WORK INSTRUCTIONS
Reproduce every row below word for word, omitting the pictures.
--- DATASET RECORDS ---
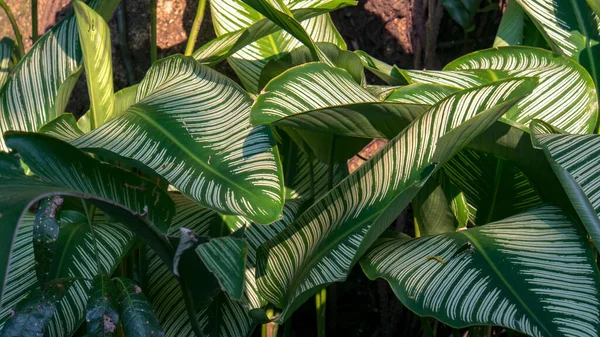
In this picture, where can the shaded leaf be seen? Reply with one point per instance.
(527, 272)
(136, 313)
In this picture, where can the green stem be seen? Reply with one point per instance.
(189, 48)
(153, 53)
(13, 22)
(34, 19)
(123, 45)
(189, 306)
(426, 327)
(89, 212)
(270, 329)
(321, 303)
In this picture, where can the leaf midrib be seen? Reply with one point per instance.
(492, 265)
(180, 145)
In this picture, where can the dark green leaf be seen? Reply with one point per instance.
(136, 313)
(102, 311)
(45, 234)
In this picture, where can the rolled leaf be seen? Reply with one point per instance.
(29, 98)
(94, 36)
(533, 272)
(574, 160)
(200, 140)
(226, 258)
(247, 26)
(328, 239)
(68, 172)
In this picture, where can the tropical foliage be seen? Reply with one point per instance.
(191, 205)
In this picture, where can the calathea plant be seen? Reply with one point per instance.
(190, 205)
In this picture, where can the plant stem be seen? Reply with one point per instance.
(13, 22)
(189, 306)
(153, 53)
(426, 327)
(270, 329)
(34, 19)
(321, 301)
(189, 48)
(123, 45)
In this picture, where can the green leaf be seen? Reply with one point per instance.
(29, 98)
(462, 11)
(102, 310)
(63, 127)
(569, 27)
(76, 256)
(222, 316)
(238, 24)
(432, 209)
(94, 36)
(510, 32)
(226, 258)
(494, 188)
(7, 47)
(325, 99)
(322, 245)
(419, 93)
(32, 314)
(533, 272)
(235, 35)
(200, 141)
(577, 90)
(136, 313)
(340, 58)
(574, 160)
(68, 172)
(45, 234)
(384, 71)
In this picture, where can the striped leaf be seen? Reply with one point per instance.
(419, 93)
(384, 71)
(533, 272)
(68, 172)
(564, 85)
(199, 140)
(226, 258)
(494, 188)
(574, 159)
(322, 245)
(7, 47)
(233, 19)
(94, 36)
(510, 31)
(102, 311)
(32, 314)
(63, 127)
(235, 35)
(222, 316)
(137, 317)
(340, 58)
(432, 210)
(76, 249)
(38, 89)
(569, 27)
(317, 97)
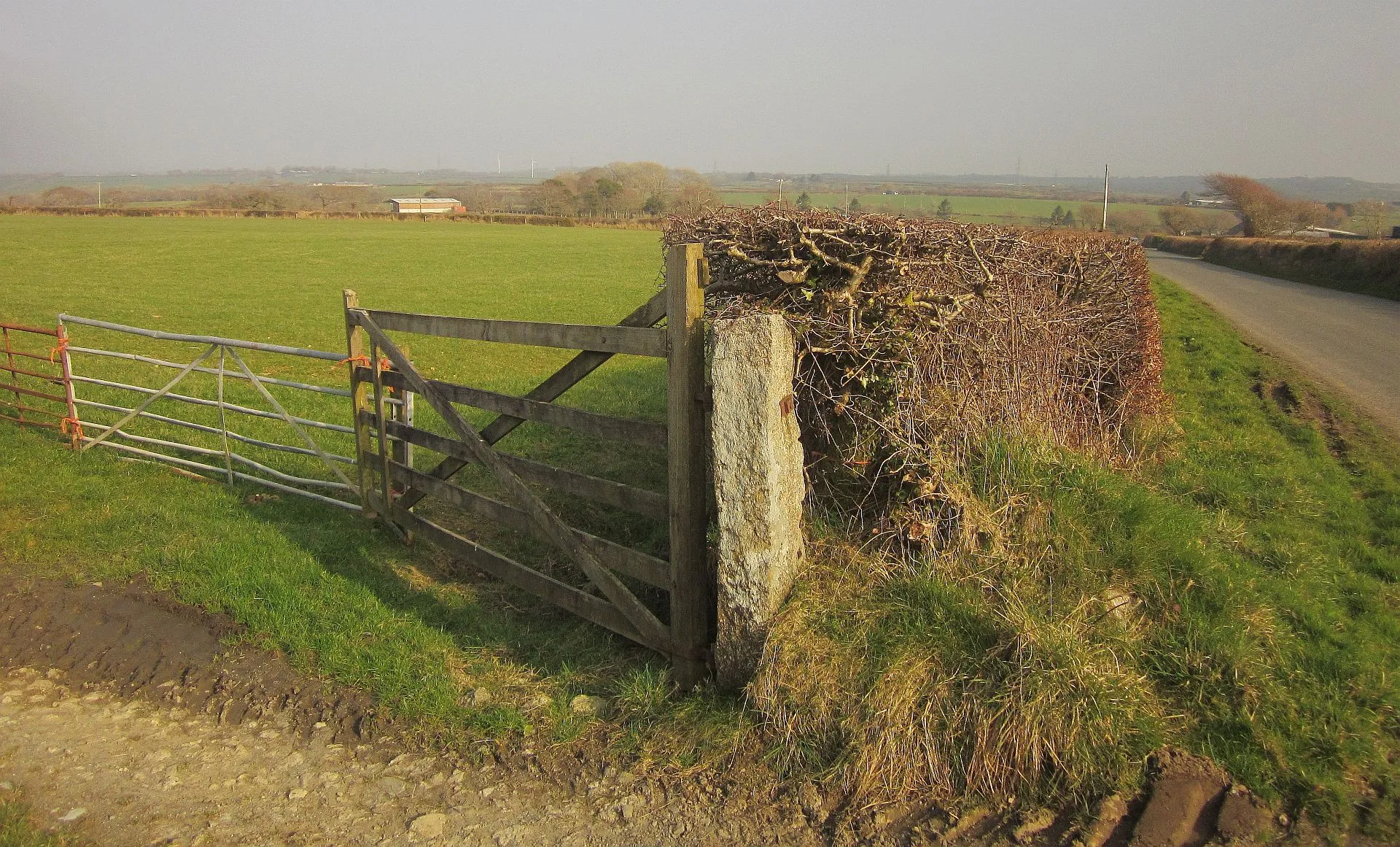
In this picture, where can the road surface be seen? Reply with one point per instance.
(1348, 341)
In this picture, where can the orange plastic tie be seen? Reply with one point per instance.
(71, 426)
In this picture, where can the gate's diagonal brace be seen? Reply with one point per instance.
(548, 524)
(278, 408)
(147, 402)
(648, 314)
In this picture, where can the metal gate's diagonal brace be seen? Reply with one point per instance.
(147, 402)
(572, 374)
(276, 406)
(548, 524)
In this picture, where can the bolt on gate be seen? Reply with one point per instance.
(111, 422)
(23, 377)
(381, 440)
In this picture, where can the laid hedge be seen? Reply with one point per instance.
(479, 217)
(922, 342)
(1179, 244)
(1361, 266)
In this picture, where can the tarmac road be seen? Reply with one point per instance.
(1348, 341)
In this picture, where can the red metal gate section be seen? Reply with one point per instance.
(36, 359)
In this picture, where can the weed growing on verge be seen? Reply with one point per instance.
(1232, 592)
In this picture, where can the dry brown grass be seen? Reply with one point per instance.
(919, 339)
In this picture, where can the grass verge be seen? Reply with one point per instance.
(1232, 592)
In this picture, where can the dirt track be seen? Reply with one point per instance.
(125, 719)
(1348, 341)
(125, 714)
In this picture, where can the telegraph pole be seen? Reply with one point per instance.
(1105, 198)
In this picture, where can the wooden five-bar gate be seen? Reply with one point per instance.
(391, 487)
(47, 368)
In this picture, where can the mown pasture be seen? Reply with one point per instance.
(1290, 513)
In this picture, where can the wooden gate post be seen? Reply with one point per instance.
(359, 402)
(692, 595)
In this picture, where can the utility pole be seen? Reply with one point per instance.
(1105, 199)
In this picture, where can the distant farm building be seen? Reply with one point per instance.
(426, 205)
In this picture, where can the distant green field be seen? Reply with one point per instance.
(1264, 546)
(308, 579)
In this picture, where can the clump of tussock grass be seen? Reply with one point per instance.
(917, 341)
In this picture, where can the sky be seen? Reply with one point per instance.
(1162, 87)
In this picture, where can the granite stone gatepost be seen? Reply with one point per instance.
(758, 482)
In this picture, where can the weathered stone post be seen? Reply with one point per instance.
(759, 486)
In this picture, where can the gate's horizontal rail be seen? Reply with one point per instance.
(27, 411)
(33, 394)
(53, 379)
(564, 379)
(338, 392)
(202, 339)
(214, 403)
(604, 426)
(211, 430)
(637, 341)
(619, 557)
(508, 570)
(21, 353)
(34, 329)
(16, 403)
(580, 484)
(255, 465)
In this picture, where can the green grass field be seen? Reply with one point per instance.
(1263, 538)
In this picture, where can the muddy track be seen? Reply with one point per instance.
(132, 720)
(146, 644)
(129, 719)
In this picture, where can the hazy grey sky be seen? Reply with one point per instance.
(1162, 87)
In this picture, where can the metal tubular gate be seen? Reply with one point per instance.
(685, 639)
(55, 356)
(223, 352)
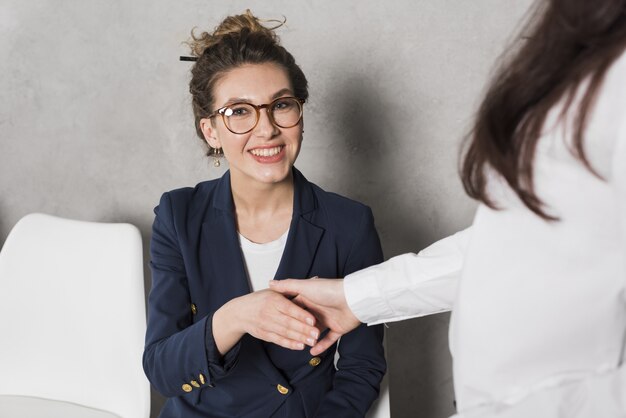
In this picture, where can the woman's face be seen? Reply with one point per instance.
(267, 153)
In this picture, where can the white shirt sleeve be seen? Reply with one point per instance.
(409, 285)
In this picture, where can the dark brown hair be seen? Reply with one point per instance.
(564, 43)
(238, 40)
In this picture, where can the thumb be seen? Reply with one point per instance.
(288, 287)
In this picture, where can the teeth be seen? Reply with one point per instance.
(266, 152)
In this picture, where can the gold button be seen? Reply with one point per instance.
(315, 361)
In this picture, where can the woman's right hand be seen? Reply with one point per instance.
(266, 315)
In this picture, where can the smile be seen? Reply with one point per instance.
(266, 152)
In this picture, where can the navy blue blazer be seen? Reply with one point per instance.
(197, 266)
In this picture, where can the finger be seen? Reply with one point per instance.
(293, 329)
(287, 287)
(325, 343)
(291, 309)
(283, 341)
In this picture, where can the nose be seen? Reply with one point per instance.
(265, 127)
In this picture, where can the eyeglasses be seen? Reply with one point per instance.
(241, 118)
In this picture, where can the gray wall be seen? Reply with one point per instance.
(95, 122)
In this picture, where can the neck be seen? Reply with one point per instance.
---
EXERCISE RESULT
In this picture, where can the shaded leaf be seen? Reply with one point per instance.
(527, 272)
(136, 313)
In this picture, where can the green stem be seen? Reply with one point per instance.
(189, 48)
(153, 53)
(13, 22)
(34, 19)
(123, 45)
(189, 306)
(426, 327)
(89, 212)
(270, 329)
(321, 303)
In this picture, where can the leaf midrib be seen? Reply with one point per instance.
(492, 265)
(180, 145)
In this picture, where can the dark green leaf be seen? Reply with one point per instance.
(136, 313)
(102, 311)
(45, 234)
In this picture, where can the rolled leaf be seen? Reply with one point per instance.
(29, 98)
(94, 36)
(533, 272)
(574, 160)
(200, 140)
(226, 258)
(247, 26)
(328, 239)
(68, 172)
In this picture, where can the tropical foliage be seen? Reply with one point per instance.
(191, 205)
In this picture, where can the calathea plant be seen? Reply with one point per instance.
(190, 205)
In this picture, where can the plant stem be seen? Reply with one point per instance.
(13, 22)
(189, 306)
(153, 53)
(426, 327)
(270, 329)
(34, 19)
(321, 301)
(189, 48)
(123, 45)
In this picture, where can the green leaf be seen? Reply with one point per instance.
(29, 98)
(462, 11)
(102, 310)
(63, 127)
(569, 27)
(76, 256)
(222, 316)
(238, 24)
(432, 209)
(94, 36)
(510, 32)
(226, 258)
(494, 188)
(7, 47)
(325, 99)
(322, 245)
(419, 93)
(32, 314)
(533, 272)
(235, 35)
(200, 141)
(577, 90)
(136, 313)
(340, 58)
(574, 160)
(68, 172)
(45, 234)
(384, 71)
In this picture, where can the striped leaf be seen? Reply with one point per instance.
(419, 93)
(384, 71)
(533, 272)
(68, 172)
(564, 85)
(199, 140)
(226, 258)
(494, 188)
(574, 159)
(322, 245)
(7, 47)
(233, 19)
(94, 36)
(510, 31)
(102, 311)
(32, 314)
(63, 127)
(235, 35)
(222, 316)
(137, 317)
(340, 58)
(432, 210)
(76, 249)
(38, 89)
(569, 27)
(317, 97)
In this picture, where can the road surface be seen? Reply with one point per instance.
(1348, 341)
In this picture, where can the orange plastic tie be seen? Reply with one point per instance.
(71, 426)
In this picture, where can the gate's diagonal brace be seen? Reply with one point per instance.
(548, 524)
(278, 408)
(147, 402)
(648, 314)
In this picture, where can the metal gate's diagonal brace be seen? Reply with one point per instance.
(147, 402)
(572, 374)
(276, 406)
(548, 524)
In this picture, where can the bolt on gate be seen? Reply with one point per instance.
(111, 422)
(23, 377)
(381, 440)
In this picture, where can the laid hedge be seen? Reply with one point per instance.
(479, 217)
(922, 342)
(1179, 244)
(1361, 266)
In this picture, where can the tarmac road be seen? Reply with one point per instance.
(1348, 341)
In this picture, where can the red metal gate section be seen? Reply with one point per instance.
(36, 359)
In this picture, where can the weed growing on verge be seen? Reply with one point per instance.
(1232, 592)
In this picture, where can the dry brown grass be seen? Reply with one point per instance.
(919, 339)
In this picture, where can the grass verge be seen? Reply with one point per instance.
(1232, 592)
In this picture, where can the dirt track be seen? Reply with one point per instance.
(125, 719)
(1348, 341)
(125, 714)
In this picture, where can the telegraph pole be seen? Reply with one point per instance.
(1105, 198)
In this picture, where can the wooden five-bar gate be seen? Reply with one point per instance.
(391, 487)
(47, 368)
In this picture, where can the mown pasture be seen? Reply with one point per instance.
(1290, 513)
In this picture, where can the wooden gate post be seen? Reply with one point per instance.
(359, 402)
(692, 595)
In this picture, where can the utility pole be seen? Reply with one point per instance.
(1105, 199)
In this picture, where can the distant farm building be seen? Reply with one point per instance.
(426, 205)
In this picture, where can the distant green field be seen? Reply with one point per instance.
(1264, 546)
(308, 579)
In this picture, where can the clump of tussock grass be seen? Reply with one point per instance.
(917, 341)
In this picture, where can the sky be seen? Reply with one point per instance.
(1162, 87)
In this picture, where can the granite stone gatepost be seen? Reply with one point per instance.
(758, 482)
In this picture, where can the weathered stone post be seen? Reply with one point per instance.
(759, 486)
In this picture, where can the gate's horizontal rail be seen? Reply with one point per instance.
(27, 411)
(33, 394)
(53, 379)
(564, 379)
(338, 392)
(202, 339)
(214, 403)
(604, 426)
(211, 430)
(637, 341)
(619, 557)
(508, 570)
(21, 353)
(34, 329)
(16, 403)
(580, 484)
(255, 465)
In this picture, where can the green grass field be seen? Reply with one point per instance.
(1263, 538)
In this picture, where can the muddy track be seen? Reply with one point per instance.
(132, 720)
(146, 644)
(129, 719)
In this picture, where can the hazy grey sky be seen? Reply with one point per instance.
(1162, 87)
In this picture, where can the metal tubular gate be seen? Reply with one point per instance.
(685, 639)
(55, 356)
(223, 352)
In this picture, where can the woman's face be seen? Reply with one point per instance.
(267, 153)
In this picture, where can the white shirt sleeve be seen? Reply with one point per instance.
(409, 285)
In this picture, where can the dark brown hair be seen? Reply with one point per instance.
(564, 43)
(238, 40)
In this picture, where can the thumb be seen? Reply with one point per instance.
(288, 287)
In this picture, where can the teeth be seen? Reply with one point per instance.
(266, 152)
In this picture, where can the gold button be seen? Reply with one point per instance.
(315, 361)
In this picture, where can the woman's right hand be seen? Reply with one point per instance.
(266, 315)
In this picture, where can the smile be seen? Reply with one point per instance.
(266, 152)
In this picture, where can the navy blue blazer be seen? Reply with one point per instance.
(197, 266)
In this picture, where can the finger be seen? Reply with one point per instance.
(293, 329)
(287, 287)
(325, 343)
(291, 309)
(283, 341)
In this picture, where can the nose be seen? Reply with one point per instance.
(265, 127)
In this picture, where can the eyeglasses be seen? Reply with one point per instance.
(241, 118)
In this picture, where can the gray wall be seen? Reply with one point per instance.
(95, 122)
In this picture, where can the neck be seen? Reply with one point per instance.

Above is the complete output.